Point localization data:

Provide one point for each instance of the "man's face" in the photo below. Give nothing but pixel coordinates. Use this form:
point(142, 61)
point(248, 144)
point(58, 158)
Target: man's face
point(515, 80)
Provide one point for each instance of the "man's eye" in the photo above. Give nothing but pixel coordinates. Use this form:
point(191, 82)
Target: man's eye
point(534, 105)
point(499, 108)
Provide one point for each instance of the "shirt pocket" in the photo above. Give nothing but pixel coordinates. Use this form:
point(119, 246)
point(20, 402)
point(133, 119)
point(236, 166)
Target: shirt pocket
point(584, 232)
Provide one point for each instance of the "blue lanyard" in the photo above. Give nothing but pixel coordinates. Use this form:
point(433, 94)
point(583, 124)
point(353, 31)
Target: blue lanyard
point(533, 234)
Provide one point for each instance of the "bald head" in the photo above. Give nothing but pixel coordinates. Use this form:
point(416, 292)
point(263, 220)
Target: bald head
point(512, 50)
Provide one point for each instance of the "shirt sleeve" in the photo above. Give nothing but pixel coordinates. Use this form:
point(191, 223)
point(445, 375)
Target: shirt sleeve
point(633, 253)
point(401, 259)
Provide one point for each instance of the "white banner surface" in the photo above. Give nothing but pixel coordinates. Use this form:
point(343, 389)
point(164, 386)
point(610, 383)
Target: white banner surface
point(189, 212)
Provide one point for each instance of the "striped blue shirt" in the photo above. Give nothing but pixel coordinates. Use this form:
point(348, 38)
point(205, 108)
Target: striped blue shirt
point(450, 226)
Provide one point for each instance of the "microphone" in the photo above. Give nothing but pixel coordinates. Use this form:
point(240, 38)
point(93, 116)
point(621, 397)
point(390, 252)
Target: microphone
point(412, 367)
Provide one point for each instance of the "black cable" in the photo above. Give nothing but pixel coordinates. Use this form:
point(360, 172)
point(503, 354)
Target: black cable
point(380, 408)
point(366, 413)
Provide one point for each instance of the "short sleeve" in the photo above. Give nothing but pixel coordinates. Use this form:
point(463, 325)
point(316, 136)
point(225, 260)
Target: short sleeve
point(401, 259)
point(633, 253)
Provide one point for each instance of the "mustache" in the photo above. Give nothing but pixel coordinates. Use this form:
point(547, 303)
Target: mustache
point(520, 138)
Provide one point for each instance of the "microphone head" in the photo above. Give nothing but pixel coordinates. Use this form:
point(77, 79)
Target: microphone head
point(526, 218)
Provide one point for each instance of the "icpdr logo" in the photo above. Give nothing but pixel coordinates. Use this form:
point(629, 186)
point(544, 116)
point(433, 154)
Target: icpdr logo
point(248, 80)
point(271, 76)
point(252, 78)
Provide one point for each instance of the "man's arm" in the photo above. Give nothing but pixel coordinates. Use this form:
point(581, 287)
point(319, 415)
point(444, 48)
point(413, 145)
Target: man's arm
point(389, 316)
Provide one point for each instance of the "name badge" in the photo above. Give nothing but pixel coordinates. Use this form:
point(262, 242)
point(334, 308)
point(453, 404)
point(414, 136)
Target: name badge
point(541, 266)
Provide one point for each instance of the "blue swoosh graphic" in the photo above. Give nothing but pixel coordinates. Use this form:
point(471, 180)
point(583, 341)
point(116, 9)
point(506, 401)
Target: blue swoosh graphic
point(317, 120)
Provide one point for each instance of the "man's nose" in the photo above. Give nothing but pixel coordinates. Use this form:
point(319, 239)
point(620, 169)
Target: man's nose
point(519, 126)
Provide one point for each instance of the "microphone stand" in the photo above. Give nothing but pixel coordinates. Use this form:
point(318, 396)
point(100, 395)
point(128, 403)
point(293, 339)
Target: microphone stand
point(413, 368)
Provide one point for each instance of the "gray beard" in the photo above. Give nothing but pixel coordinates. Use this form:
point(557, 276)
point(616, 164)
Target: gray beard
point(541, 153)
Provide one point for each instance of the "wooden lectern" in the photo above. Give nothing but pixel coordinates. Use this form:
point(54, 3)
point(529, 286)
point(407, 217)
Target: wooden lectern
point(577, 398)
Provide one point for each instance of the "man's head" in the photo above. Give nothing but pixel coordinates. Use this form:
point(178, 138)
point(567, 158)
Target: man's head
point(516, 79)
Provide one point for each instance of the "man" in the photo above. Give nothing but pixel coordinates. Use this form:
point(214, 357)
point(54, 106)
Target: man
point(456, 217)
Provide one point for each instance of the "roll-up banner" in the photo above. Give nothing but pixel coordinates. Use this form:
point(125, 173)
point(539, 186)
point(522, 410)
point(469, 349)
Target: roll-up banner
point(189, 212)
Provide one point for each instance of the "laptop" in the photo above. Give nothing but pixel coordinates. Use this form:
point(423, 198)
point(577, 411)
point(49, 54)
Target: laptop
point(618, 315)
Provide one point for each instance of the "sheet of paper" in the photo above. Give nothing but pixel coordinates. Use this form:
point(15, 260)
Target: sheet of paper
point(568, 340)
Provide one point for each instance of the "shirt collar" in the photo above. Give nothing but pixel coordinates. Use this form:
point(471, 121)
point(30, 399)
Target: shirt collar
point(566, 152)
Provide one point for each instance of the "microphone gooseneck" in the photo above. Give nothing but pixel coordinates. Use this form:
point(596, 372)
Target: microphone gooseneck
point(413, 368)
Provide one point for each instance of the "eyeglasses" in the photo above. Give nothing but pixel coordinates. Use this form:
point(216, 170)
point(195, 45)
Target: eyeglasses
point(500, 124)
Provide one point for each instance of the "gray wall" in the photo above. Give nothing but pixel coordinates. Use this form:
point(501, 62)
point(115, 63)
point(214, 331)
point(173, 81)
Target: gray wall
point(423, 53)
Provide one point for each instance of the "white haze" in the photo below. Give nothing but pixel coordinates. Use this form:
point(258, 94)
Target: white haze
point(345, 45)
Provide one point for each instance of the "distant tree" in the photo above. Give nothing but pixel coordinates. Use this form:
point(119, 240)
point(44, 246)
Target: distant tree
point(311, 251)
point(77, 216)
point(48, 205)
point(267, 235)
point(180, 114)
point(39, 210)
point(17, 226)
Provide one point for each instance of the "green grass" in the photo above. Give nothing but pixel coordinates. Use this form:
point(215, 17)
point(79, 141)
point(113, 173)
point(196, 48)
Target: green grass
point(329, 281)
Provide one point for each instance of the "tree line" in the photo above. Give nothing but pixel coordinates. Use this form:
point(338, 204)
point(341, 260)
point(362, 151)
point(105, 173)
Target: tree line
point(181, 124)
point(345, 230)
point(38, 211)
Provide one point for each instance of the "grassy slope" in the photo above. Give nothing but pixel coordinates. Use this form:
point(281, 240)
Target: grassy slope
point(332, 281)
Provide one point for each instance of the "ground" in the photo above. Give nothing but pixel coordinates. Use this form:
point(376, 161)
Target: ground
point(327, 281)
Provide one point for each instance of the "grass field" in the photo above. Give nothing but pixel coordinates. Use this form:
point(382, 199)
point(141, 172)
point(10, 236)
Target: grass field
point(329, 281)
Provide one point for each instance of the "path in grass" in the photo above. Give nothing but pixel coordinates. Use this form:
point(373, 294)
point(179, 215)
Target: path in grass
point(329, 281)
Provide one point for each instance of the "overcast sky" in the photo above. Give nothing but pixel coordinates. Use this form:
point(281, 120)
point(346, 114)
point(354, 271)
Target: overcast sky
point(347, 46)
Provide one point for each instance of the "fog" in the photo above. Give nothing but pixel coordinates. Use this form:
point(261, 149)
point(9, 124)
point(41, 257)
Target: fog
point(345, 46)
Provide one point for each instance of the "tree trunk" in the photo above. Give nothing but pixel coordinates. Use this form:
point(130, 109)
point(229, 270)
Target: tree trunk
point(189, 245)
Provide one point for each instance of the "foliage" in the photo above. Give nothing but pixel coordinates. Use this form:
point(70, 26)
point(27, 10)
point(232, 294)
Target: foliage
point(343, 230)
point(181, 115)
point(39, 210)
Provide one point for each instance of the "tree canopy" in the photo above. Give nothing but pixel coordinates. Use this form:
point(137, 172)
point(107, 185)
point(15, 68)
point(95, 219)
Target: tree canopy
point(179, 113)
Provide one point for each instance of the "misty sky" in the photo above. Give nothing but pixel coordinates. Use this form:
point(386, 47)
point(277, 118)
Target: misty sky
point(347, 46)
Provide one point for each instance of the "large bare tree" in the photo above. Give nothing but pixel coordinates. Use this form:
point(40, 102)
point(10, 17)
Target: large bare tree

* * *

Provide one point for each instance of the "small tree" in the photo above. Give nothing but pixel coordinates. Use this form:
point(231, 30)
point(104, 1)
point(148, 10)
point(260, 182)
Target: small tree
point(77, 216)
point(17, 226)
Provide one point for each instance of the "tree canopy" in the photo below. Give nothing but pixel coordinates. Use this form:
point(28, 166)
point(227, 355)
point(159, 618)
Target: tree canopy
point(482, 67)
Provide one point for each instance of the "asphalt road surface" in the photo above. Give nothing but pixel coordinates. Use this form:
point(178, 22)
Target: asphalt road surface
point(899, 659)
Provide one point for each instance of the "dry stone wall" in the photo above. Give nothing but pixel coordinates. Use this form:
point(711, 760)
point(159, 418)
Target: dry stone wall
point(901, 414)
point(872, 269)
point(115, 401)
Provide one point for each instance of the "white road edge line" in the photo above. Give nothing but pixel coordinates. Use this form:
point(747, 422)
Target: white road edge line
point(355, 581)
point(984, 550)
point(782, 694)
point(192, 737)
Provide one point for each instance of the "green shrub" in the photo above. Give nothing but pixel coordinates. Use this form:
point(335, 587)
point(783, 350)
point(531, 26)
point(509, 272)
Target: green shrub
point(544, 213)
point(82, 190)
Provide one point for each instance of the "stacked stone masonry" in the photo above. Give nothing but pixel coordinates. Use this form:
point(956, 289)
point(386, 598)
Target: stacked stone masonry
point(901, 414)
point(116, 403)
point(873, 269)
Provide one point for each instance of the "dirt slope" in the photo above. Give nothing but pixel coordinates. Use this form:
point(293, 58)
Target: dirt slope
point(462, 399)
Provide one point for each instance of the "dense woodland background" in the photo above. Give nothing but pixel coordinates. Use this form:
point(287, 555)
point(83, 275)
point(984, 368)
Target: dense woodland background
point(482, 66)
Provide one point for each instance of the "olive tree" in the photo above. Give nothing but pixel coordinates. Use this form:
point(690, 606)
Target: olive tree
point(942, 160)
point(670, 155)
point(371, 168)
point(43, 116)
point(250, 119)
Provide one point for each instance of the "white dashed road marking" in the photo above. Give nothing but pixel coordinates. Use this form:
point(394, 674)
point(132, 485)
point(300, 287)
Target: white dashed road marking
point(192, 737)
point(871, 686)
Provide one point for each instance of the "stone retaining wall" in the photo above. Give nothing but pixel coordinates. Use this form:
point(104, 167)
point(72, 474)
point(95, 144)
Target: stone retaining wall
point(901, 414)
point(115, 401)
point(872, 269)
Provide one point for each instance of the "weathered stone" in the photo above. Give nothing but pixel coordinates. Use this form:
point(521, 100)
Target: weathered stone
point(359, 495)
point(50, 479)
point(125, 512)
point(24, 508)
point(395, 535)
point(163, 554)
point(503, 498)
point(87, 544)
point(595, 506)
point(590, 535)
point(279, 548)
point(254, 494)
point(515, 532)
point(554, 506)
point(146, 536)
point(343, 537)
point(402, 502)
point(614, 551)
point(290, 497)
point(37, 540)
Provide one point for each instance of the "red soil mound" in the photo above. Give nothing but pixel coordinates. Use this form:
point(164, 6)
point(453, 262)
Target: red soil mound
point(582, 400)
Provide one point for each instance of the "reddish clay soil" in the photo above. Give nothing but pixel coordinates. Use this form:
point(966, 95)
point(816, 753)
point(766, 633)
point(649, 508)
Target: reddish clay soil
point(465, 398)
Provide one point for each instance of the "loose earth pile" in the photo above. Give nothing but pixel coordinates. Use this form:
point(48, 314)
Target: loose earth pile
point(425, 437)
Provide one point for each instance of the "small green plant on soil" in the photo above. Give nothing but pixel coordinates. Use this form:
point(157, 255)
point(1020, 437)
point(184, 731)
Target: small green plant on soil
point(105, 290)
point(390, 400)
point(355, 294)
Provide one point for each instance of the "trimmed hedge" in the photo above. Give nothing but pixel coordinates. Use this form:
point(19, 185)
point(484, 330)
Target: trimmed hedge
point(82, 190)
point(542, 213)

...

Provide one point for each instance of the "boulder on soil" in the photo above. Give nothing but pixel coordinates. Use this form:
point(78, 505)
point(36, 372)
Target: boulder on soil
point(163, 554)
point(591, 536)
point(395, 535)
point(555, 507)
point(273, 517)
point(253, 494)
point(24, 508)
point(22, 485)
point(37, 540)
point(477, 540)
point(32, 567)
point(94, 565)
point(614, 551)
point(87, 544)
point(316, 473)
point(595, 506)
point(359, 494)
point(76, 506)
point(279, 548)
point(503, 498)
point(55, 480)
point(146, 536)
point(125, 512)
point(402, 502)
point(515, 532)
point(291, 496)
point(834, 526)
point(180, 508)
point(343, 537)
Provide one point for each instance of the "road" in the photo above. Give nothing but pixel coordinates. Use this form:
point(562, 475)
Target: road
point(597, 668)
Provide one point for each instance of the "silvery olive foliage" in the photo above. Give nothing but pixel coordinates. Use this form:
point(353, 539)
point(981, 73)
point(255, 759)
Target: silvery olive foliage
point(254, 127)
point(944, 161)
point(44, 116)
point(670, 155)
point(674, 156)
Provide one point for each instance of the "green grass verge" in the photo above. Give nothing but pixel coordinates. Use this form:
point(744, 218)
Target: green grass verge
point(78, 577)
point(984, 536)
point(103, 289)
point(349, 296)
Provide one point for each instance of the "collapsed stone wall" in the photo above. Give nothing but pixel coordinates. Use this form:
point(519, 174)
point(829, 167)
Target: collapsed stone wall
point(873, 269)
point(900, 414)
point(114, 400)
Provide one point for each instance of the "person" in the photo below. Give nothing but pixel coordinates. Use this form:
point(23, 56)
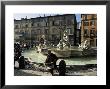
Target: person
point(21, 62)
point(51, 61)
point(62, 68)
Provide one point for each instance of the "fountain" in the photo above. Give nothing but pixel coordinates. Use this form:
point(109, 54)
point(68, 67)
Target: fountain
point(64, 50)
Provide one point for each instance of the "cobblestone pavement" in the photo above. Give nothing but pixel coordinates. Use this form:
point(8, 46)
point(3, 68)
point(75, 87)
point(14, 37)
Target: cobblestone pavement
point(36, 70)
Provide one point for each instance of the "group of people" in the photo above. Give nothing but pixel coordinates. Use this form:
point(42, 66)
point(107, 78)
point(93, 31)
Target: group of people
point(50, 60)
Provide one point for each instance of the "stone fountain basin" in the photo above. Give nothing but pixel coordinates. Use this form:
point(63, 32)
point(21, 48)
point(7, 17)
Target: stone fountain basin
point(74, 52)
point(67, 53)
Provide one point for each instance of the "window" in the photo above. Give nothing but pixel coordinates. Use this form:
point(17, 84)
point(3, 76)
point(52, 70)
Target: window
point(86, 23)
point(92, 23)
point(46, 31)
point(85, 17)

§ EXERCISE PROMPT
What lines in the data above contain the word "large"? Copy them all.

§ EXERCISE RESULT
Provide one point for each instance of the "large bare tree" in the photo above. Give nothing but pixel coordinates. Use this form:
Target: large bare tree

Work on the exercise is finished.